# Task goal:
In the records below, find the line containing "(1092,557) (no space after the comma)."; copy exactly that line and all lines after it to the end, and nothing else.

Material supplied start

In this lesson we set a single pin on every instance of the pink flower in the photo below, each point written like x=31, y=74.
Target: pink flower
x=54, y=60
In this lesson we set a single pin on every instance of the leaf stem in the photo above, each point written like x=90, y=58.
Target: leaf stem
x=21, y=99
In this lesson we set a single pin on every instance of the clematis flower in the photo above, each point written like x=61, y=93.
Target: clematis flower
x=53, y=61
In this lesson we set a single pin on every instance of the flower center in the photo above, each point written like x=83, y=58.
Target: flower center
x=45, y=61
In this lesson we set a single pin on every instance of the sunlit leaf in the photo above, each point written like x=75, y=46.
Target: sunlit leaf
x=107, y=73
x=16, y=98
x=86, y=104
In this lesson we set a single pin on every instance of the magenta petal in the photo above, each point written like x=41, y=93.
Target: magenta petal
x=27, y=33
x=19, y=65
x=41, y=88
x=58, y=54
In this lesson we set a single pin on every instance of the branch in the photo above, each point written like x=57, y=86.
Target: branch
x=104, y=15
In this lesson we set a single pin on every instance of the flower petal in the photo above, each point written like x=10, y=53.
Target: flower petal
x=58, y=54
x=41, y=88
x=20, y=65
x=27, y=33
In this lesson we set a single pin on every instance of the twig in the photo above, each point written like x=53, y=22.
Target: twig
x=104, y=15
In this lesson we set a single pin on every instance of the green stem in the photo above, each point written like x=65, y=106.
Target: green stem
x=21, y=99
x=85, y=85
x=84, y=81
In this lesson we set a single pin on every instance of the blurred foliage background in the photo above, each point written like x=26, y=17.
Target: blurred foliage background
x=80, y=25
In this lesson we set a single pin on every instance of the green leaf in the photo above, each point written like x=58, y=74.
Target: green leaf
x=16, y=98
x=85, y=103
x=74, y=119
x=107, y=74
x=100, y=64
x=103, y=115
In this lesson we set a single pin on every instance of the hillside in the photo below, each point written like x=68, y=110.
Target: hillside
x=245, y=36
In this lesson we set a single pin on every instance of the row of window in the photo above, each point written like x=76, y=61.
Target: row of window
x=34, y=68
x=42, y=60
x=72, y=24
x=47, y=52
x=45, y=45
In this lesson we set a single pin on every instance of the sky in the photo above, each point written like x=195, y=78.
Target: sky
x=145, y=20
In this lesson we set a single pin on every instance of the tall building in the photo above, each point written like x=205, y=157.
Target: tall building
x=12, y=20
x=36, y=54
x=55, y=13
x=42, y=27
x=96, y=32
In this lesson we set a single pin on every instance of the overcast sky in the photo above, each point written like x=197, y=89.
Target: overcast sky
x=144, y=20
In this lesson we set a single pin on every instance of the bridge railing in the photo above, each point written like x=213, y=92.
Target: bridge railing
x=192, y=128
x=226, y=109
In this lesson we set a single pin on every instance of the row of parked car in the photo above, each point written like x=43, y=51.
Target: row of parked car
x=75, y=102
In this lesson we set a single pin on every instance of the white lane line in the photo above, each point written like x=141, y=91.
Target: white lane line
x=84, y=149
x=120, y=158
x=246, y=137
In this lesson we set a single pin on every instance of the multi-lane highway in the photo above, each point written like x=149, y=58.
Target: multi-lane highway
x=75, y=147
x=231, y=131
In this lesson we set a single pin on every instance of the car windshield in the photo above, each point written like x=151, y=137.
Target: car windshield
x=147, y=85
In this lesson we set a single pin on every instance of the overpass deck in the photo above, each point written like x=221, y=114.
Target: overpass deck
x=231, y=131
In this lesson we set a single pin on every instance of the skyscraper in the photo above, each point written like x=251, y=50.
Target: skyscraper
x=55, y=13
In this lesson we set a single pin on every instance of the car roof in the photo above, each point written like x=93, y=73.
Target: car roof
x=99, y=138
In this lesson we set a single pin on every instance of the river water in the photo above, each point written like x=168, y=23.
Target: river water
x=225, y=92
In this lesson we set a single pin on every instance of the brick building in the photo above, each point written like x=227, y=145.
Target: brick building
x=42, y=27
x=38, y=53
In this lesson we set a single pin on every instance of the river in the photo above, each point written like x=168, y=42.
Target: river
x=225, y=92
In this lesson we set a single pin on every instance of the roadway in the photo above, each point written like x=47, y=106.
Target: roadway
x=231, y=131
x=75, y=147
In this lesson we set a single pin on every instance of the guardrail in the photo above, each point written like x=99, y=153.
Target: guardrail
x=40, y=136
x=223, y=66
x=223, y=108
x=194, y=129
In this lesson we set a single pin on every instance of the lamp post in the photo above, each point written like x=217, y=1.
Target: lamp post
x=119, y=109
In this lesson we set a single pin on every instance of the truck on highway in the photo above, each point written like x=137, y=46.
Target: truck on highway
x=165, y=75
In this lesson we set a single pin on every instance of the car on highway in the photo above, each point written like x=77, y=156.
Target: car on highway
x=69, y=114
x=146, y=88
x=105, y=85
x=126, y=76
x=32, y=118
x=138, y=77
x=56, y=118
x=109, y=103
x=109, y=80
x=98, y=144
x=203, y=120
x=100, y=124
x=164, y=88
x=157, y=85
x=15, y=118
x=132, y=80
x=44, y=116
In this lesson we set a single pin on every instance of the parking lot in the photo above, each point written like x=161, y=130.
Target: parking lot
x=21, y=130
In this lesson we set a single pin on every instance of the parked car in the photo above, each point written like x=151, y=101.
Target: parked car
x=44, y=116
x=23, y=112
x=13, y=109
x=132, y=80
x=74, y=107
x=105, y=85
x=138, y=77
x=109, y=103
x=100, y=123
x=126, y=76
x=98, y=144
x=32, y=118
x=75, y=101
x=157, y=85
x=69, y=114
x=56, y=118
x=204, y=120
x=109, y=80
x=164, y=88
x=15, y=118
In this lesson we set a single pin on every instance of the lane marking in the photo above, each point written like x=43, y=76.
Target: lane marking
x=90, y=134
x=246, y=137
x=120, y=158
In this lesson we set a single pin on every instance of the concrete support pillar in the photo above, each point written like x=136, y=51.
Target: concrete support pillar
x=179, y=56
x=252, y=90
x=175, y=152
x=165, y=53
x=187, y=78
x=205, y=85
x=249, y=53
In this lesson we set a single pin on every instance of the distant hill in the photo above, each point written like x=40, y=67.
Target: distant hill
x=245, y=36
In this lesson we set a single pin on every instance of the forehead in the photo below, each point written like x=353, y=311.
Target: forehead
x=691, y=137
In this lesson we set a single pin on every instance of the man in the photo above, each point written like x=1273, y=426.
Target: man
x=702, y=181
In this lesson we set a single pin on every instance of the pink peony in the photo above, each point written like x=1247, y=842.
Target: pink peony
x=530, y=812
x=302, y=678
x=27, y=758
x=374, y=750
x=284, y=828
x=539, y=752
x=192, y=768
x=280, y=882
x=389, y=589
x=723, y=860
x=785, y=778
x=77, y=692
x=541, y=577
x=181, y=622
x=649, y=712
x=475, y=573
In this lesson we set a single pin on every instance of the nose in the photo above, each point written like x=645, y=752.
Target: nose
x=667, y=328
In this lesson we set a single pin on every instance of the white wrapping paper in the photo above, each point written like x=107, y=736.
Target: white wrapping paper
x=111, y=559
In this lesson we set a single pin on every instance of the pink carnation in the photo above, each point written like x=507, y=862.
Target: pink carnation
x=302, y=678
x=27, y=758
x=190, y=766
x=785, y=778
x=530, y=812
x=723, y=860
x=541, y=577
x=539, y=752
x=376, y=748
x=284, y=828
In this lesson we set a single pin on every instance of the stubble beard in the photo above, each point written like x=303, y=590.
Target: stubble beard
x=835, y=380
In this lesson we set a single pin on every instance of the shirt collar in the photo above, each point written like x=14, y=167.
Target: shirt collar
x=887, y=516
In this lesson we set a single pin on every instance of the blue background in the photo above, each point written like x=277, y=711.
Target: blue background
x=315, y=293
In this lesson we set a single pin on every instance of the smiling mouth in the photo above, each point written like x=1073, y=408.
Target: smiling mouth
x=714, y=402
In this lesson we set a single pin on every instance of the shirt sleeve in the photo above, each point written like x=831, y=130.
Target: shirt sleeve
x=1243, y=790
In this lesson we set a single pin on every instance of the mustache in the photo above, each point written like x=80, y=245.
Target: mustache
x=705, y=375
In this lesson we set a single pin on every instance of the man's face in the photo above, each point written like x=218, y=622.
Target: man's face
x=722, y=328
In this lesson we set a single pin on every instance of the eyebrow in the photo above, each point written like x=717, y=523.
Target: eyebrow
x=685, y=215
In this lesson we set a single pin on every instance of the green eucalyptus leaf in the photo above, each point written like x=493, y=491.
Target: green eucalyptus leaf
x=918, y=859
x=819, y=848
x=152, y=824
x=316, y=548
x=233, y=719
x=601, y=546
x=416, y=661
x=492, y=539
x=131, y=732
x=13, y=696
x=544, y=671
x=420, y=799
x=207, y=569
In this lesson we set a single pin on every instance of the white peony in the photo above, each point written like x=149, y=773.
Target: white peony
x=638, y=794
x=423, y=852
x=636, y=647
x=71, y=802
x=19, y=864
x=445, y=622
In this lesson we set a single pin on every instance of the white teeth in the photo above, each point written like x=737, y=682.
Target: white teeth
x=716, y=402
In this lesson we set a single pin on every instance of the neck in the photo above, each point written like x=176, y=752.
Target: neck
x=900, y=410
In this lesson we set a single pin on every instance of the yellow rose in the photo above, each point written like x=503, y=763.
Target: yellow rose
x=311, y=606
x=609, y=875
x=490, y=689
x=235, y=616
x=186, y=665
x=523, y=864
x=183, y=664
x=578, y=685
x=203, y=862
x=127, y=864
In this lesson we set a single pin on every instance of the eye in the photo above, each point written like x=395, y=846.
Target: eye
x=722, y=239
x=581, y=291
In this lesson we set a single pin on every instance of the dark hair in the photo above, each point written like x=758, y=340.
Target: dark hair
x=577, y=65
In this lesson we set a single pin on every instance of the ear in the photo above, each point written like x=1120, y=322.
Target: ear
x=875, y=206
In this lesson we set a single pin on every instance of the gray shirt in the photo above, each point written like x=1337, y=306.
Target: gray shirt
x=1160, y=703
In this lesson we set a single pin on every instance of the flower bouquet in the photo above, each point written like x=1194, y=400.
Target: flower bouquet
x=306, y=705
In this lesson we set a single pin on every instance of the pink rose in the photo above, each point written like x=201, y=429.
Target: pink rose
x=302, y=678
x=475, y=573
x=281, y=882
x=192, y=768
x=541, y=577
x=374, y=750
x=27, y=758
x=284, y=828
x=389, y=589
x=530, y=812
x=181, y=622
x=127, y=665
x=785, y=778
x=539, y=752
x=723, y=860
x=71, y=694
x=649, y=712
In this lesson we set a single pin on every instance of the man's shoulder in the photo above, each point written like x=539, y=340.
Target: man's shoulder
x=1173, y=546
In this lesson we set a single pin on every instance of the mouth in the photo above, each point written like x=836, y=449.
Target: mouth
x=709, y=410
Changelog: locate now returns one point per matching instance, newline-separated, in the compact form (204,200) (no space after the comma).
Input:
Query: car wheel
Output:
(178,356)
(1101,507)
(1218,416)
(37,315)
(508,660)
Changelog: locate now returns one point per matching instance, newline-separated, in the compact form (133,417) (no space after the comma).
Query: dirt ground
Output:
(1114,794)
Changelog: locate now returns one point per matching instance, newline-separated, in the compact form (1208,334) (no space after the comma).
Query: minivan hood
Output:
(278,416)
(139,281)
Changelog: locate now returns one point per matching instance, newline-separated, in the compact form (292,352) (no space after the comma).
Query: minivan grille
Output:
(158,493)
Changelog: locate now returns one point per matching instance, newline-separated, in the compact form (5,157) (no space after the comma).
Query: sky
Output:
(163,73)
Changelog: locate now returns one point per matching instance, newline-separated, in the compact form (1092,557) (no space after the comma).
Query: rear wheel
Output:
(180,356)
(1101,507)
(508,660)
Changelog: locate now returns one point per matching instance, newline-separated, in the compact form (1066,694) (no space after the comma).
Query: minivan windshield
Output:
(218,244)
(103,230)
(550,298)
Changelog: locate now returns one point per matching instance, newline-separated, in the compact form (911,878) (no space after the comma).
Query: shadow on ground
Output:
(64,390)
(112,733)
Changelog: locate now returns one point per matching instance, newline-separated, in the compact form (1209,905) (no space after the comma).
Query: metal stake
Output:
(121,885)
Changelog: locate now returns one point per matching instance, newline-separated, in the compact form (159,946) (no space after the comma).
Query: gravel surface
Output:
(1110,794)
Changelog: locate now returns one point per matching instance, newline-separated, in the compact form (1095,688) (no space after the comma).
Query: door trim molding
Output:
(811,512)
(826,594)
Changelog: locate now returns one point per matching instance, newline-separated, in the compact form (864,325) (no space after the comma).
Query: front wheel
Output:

Material supplied end

# Answer for this exercise:
Changelog: locate now returns one point per matching instance, newline-separated, in the compact form (1092,557) (no space after the comma).
Query: rear wheel
Output:
(180,356)
(1101,507)
(508,660)
Changelog: locate now returns one point per matching instance, newline-separated, in the compact form (1066,694) (no space after the comma).
Query: minivan windshield
Output:
(218,244)
(103,230)
(550,298)
Changelog: locate now returns one point per matching instance, newline-separated, in the compact form (911,878) (no space after the comma).
Query: shadow on ground
Output:
(64,390)
(112,733)
Changelog: locate now returns one point per matching instance, newline-separated, in the compact form (1209,905) (no space after the comma).
Query: metal stake
Output:
(121,885)
Changelog: locate now returns one point per matching instance, newline-separated, in the compact form (159,946) (no space after the comma).
Query: gravel surface
Output:
(1110,794)
Changelog: locate now returns one point per matching instance, newline-separated, in the compact form (1095,688) (no space after the comma).
Query: door trim molding
Output:
(811,512)
(826,594)
Changelog: locate now returns one point per matching instance, newline-separated, in the compact form (864,325) (no space after the comma).
Query: front wheel
Output:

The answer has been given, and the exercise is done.